(Records in a dataset)
Begin

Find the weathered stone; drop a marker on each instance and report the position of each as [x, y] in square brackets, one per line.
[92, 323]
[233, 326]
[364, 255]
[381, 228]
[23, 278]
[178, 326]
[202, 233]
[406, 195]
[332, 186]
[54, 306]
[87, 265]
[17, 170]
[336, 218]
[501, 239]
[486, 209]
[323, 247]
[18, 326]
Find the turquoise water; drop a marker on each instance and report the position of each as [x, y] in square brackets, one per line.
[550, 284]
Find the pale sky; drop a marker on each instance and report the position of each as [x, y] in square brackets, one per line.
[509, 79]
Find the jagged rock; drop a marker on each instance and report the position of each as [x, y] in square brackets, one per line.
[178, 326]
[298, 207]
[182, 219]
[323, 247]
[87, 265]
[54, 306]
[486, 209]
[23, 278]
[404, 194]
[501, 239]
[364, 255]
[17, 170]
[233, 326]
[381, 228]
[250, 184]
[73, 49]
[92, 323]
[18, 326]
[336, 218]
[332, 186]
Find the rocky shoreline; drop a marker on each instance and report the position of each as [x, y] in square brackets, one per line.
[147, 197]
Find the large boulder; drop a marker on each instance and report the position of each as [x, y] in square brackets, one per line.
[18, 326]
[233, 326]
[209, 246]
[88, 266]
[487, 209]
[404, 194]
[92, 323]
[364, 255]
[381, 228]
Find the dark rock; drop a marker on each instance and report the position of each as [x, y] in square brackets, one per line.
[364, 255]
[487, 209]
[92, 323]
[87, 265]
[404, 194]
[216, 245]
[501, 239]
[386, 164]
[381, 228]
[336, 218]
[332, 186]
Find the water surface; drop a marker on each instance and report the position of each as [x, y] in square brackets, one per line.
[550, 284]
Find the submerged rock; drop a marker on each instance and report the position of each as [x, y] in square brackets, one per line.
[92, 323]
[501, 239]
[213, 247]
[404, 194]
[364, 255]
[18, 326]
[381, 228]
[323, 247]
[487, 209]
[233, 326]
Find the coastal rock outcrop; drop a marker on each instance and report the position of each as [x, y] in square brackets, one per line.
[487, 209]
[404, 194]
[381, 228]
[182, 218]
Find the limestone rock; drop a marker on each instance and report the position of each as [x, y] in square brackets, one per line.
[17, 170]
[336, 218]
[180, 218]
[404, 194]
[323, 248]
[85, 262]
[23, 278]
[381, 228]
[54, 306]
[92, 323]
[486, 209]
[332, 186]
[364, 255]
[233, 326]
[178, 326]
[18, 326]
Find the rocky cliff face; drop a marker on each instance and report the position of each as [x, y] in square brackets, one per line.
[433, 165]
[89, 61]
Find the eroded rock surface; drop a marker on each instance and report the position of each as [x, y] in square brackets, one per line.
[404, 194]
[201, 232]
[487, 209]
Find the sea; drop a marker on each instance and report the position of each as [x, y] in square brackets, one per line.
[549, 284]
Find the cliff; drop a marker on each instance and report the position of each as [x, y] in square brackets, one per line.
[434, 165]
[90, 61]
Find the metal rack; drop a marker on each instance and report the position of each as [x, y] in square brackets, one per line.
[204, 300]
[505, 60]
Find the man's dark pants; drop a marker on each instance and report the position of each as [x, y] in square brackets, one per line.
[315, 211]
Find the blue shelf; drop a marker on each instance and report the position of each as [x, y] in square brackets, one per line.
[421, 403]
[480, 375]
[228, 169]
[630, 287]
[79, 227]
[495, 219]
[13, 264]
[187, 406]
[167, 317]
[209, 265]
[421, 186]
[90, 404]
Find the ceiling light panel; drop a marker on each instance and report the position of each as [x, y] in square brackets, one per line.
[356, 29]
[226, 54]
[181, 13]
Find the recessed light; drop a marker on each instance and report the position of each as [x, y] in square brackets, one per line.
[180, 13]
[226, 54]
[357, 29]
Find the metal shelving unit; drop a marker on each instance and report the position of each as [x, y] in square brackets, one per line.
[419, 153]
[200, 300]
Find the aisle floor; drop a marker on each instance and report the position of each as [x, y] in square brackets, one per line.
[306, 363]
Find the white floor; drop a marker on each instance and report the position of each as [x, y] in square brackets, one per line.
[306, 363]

End

• [WHAT THE TASK REQUIRES]:
Rewrite every one of the records above, substituting "place a dot" for each occurrence of "drop a marker" and leaving everything else unchanged.

• [EXERCISE ANSWER]:
Find the weathered stone; place a dot on each instance and report the position of each as [x, y] in square brackets, one per line.
[92, 323]
[233, 326]
[364, 255]
[381, 228]
[23, 278]
[178, 326]
[202, 233]
[406, 195]
[332, 186]
[54, 306]
[87, 265]
[17, 170]
[336, 218]
[501, 239]
[486, 209]
[323, 247]
[18, 326]
Find the turquoise water; place a dot on each instance and report the position of each as [x, y] in square brackets, one per line.
[550, 284]
Find the pale sky; place a dot on each instance and report the position of each as [x, y] in square brackets, one per line.
[509, 79]
Find the jagged rock; place a dot on each instance and report the position of each as [x, y] in square brackets, one per line.
[178, 326]
[298, 207]
[182, 219]
[323, 247]
[87, 265]
[54, 306]
[486, 209]
[23, 278]
[404, 194]
[501, 239]
[364, 255]
[17, 170]
[233, 326]
[381, 228]
[250, 184]
[73, 49]
[92, 323]
[18, 326]
[336, 218]
[332, 186]
Find the rocky shoreline; place a dot on each instance and report the position of each as [x, y] in square brackets, one per line.
[147, 197]
Find the large boulder; place a dot on each instance and report the position of each as [x, y] in square brackets, one per line.
[18, 326]
[233, 326]
[209, 246]
[88, 266]
[487, 209]
[404, 194]
[92, 323]
[364, 255]
[381, 228]
Find the dark rock; place a dot on each instance and report the position of each as [x, y] in square brackets, one per line.
[364, 255]
[487, 209]
[92, 323]
[87, 265]
[404, 194]
[216, 245]
[501, 239]
[386, 164]
[381, 228]
[336, 218]
[332, 186]
Find the water surface; place a dot on each instance and report the position of each as [x, y] in square brackets, one per line.
[550, 284]
Find the submerged rock; place a dot on each instance and report the position of each as [x, y] in square brackets, one per line.
[92, 323]
[501, 239]
[213, 247]
[404, 194]
[364, 255]
[18, 326]
[381, 228]
[323, 247]
[487, 209]
[233, 326]
Find the coastal rock outcrop; place a dot on each instance and report the position of each as [x, y] in square brackets, one per line.
[487, 209]
[404, 194]
[381, 228]
[182, 218]
Find the limestone rock; place a dot on each instance and report the position of each as [x, y] in square brackets, one per line.
[17, 170]
[336, 218]
[180, 218]
[404, 194]
[323, 248]
[85, 262]
[23, 278]
[381, 228]
[54, 306]
[92, 323]
[486, 209]
[332, 186]
[364, 255]
[233, 326]
[178, 326]
[18, 326]
Find the rocky cliff face; place a dot on each instance and report the position of each as [x, y] in square brackets, one per line.
[433, 165]
[89, 61]
Find the eroded rock surface; place a dot on each instance and report the position of each as [x, y] in square brackets, one per line.
[404, 194]
[201, 232]
[487, 209]
Find the sea; place a dot on each instance and report the position of each as [x, y] in square brackets, one per line.
[549, 284]
Find the cliff; place a dot on each instance and report the position of each as [x, y] in square brackets, one per line.
[434, 165]
[90, 61]
Find the metal rack; place a dot on each instance and report the position of each as [x, y] in square brackets, one per line.
[204, 300]
[505, 60]
Find the man's dark pants; place a dot on each instance and report the position of each as [x, y] in square brackets, one per line.
[315, 211]
Find the blue shelf; place a dot on each instance and report the position of each as [x, y] in square brackets, one per line.
[421, 403]
[480, 375]
[228, 169]
[630, 287]
[79, 227]
[495, 219]
[13, 264]
[187, 406]
[167, 317]
[209, 265]
[421, 186]
[90, 404]
Find the ceiling light panel; place a dot on each instance and report the position of each as [x, y] in square brackets, one per line.
[356, 29]
[226, 54]
[181, 13]
Find the recessed light; place a dot on each instance and report the position of each as [x, y] in square brackets, one per line.
[180, 13]
[226, 54]
[357, 29]
Find the metal shelving unit; place a dot on each instance and report the position of each as [x, y] in square brackets, one per line.
[419, 153]
[200, 300]
Find the aisle floor; place a dot on each instance and report the position of each as [x, y] in square brackets, one per line.
[306, 363]
Find the white floor; place a dot on each instance and report the position of each as [x, y] in square brackets, one per line.
[306, 363]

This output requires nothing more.